Exact copy, pictures excluded: please retype the lines from the start of the material through the line containing "Pick out the window", both ends included, and nothing more.

[RECORDS FOR THE TASK Boundary: Start]

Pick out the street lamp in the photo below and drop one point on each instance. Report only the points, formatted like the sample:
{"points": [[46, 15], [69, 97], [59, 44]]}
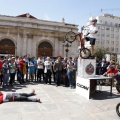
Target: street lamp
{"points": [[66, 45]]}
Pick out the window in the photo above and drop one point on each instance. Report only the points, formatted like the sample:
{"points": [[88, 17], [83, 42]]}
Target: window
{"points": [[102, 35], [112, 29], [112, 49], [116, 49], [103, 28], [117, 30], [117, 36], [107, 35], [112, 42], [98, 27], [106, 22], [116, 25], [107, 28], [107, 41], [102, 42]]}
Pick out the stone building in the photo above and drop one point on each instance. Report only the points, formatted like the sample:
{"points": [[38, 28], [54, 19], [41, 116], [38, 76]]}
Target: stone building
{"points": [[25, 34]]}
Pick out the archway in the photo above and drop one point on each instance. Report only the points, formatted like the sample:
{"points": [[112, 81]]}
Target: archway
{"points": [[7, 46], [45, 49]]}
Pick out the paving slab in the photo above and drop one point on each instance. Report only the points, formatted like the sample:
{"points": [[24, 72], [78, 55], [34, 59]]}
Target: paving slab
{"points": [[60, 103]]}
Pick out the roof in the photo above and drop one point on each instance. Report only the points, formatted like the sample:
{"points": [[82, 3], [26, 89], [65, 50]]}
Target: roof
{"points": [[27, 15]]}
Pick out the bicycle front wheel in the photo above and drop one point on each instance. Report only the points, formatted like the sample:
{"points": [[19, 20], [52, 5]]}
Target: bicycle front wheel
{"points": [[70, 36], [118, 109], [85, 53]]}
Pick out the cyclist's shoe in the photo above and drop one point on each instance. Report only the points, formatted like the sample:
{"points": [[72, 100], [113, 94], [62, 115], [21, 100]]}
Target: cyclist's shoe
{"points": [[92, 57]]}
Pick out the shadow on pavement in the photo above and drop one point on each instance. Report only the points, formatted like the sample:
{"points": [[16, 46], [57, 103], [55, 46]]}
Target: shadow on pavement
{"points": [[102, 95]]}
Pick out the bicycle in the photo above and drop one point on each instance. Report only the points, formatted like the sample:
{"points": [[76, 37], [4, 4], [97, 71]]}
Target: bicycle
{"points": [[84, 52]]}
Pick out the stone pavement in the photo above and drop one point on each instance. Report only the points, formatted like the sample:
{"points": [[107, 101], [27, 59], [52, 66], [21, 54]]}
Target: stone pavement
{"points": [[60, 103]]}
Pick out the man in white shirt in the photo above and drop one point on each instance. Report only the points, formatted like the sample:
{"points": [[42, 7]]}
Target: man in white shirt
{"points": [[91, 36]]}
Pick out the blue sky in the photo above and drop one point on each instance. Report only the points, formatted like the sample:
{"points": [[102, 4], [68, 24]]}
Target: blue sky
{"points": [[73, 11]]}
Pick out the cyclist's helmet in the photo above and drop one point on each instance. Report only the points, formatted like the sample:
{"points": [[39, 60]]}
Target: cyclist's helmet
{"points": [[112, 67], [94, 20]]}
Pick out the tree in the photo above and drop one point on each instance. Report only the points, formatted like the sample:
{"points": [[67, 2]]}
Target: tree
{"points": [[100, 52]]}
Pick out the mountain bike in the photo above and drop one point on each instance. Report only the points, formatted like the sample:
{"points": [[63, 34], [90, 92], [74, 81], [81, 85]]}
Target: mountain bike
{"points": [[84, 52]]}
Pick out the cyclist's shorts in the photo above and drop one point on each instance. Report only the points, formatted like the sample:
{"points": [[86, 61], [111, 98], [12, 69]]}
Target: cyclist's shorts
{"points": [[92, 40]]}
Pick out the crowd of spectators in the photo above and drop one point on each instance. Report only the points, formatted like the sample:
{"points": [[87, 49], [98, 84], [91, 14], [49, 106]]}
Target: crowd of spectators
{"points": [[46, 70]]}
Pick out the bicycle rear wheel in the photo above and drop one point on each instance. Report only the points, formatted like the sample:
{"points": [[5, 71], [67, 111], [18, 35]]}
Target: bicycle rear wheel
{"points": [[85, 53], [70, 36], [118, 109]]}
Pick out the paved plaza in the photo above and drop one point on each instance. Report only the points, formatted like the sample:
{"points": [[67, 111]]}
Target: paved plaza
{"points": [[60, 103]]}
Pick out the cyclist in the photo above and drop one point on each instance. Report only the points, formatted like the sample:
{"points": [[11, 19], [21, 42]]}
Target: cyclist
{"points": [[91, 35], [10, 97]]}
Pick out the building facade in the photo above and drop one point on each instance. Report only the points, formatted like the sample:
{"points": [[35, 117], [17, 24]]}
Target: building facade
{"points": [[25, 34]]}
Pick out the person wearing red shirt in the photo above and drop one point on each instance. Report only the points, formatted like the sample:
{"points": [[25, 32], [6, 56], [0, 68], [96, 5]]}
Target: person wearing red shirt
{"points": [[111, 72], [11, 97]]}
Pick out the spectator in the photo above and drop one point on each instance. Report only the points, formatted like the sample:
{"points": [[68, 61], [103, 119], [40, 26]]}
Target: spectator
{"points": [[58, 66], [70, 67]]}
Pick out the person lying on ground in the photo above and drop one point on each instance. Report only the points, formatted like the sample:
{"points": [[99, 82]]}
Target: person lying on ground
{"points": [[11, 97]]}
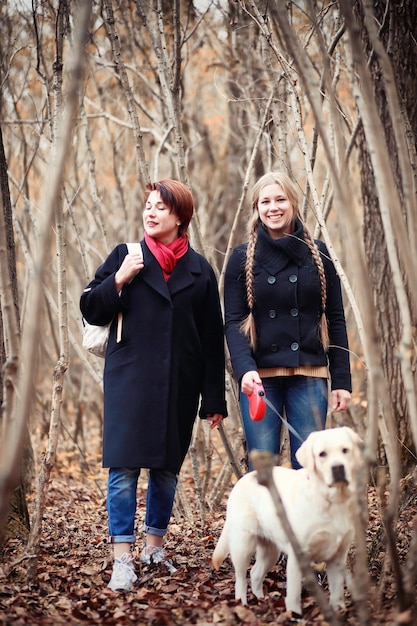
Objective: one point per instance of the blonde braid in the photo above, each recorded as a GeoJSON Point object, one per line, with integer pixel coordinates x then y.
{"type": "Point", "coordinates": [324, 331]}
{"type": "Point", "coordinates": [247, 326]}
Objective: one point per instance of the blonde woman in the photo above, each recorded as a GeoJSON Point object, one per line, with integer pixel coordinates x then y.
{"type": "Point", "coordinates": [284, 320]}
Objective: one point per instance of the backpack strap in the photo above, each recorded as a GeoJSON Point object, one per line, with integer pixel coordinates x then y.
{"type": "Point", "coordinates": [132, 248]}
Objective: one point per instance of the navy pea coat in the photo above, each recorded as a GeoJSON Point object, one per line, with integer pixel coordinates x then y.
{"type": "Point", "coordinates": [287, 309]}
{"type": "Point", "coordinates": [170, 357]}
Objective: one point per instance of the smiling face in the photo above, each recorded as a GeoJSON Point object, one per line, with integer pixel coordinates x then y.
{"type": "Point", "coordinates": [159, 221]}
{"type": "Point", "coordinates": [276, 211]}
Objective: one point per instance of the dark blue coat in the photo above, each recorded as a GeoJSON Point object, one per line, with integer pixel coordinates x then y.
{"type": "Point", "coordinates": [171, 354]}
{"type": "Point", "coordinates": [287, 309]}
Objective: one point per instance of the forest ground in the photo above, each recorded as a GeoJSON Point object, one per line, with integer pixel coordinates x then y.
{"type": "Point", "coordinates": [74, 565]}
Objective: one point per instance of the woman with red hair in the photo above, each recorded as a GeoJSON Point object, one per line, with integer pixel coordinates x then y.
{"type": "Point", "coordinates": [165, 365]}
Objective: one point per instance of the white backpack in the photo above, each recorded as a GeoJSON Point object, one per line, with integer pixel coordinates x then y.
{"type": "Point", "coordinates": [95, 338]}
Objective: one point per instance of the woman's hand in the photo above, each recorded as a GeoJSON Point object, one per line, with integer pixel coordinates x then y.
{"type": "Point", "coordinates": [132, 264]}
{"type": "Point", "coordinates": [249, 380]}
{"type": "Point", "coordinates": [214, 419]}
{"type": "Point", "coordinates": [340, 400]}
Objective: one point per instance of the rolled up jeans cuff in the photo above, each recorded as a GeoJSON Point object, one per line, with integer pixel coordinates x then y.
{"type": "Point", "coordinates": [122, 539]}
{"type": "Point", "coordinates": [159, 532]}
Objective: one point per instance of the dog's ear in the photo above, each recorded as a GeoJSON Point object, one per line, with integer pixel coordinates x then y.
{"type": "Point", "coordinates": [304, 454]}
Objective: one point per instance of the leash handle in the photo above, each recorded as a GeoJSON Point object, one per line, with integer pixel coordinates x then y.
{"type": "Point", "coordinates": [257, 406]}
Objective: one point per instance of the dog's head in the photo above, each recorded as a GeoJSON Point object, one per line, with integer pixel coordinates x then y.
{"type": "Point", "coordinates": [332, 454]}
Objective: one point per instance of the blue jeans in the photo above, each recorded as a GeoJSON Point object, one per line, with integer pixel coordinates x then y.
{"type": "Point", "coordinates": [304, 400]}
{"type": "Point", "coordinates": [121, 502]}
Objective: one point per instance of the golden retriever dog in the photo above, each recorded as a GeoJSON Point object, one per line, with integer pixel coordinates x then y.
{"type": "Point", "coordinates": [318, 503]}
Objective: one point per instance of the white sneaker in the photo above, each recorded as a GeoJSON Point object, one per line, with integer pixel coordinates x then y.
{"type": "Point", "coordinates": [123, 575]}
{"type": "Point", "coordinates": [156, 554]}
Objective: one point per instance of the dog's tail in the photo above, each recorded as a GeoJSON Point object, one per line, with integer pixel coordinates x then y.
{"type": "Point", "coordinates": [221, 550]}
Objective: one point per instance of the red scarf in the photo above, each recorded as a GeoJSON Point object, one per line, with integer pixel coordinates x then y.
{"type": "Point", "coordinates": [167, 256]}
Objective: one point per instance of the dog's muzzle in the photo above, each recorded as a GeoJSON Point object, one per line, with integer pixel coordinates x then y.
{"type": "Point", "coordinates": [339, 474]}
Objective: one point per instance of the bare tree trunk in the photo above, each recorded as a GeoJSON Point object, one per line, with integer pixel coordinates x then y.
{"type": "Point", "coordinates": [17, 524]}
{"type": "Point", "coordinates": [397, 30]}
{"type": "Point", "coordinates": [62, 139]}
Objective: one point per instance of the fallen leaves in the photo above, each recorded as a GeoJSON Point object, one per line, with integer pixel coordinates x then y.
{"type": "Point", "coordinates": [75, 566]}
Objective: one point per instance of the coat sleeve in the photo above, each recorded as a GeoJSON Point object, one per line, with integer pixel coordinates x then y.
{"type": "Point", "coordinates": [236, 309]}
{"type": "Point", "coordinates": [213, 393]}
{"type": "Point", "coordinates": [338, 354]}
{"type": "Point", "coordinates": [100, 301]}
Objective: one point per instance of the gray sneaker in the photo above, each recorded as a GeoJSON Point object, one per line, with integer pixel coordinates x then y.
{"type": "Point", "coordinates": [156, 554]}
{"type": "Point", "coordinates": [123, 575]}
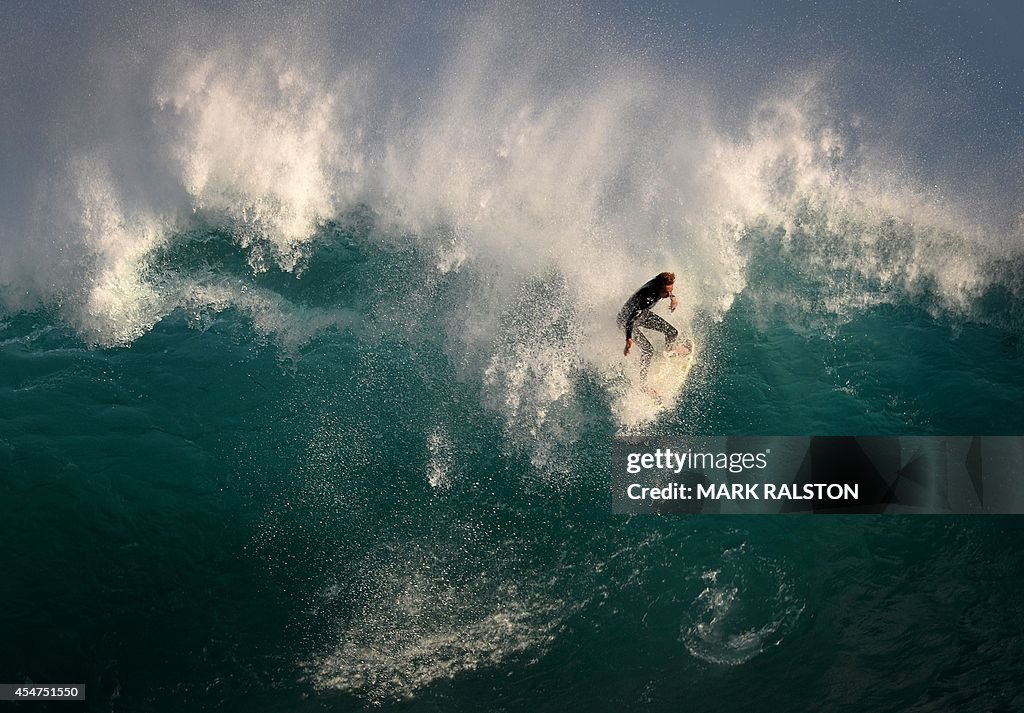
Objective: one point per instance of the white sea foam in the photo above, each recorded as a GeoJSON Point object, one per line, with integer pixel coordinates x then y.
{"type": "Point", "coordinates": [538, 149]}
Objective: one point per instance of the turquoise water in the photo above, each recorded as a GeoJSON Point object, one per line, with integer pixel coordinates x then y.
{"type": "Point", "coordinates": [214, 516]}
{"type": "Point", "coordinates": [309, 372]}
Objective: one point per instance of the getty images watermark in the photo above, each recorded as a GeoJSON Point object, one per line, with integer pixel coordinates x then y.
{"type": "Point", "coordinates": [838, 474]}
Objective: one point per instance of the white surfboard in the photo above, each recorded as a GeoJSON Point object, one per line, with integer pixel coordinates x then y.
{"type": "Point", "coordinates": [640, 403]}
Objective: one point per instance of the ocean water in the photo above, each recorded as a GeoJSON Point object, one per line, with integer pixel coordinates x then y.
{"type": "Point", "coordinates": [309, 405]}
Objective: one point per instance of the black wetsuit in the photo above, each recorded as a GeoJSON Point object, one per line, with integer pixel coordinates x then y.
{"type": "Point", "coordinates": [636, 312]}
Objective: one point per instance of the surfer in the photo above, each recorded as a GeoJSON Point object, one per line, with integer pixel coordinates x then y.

[RECORDS FOR THE TASK Boundary: End]

EXERCISE RESPONSE »
Pick out the street lamp in the photo below and drop one point on each instance. Report only the points, formatted like the sample:
{"points": [[46, 15], [69, 97], [59, 44]]}
Target: street lamp
{"points": [[66, 45]]}
Pick out the window in the photo above and drop one point on each instance. Report only the points, formatted like the sample:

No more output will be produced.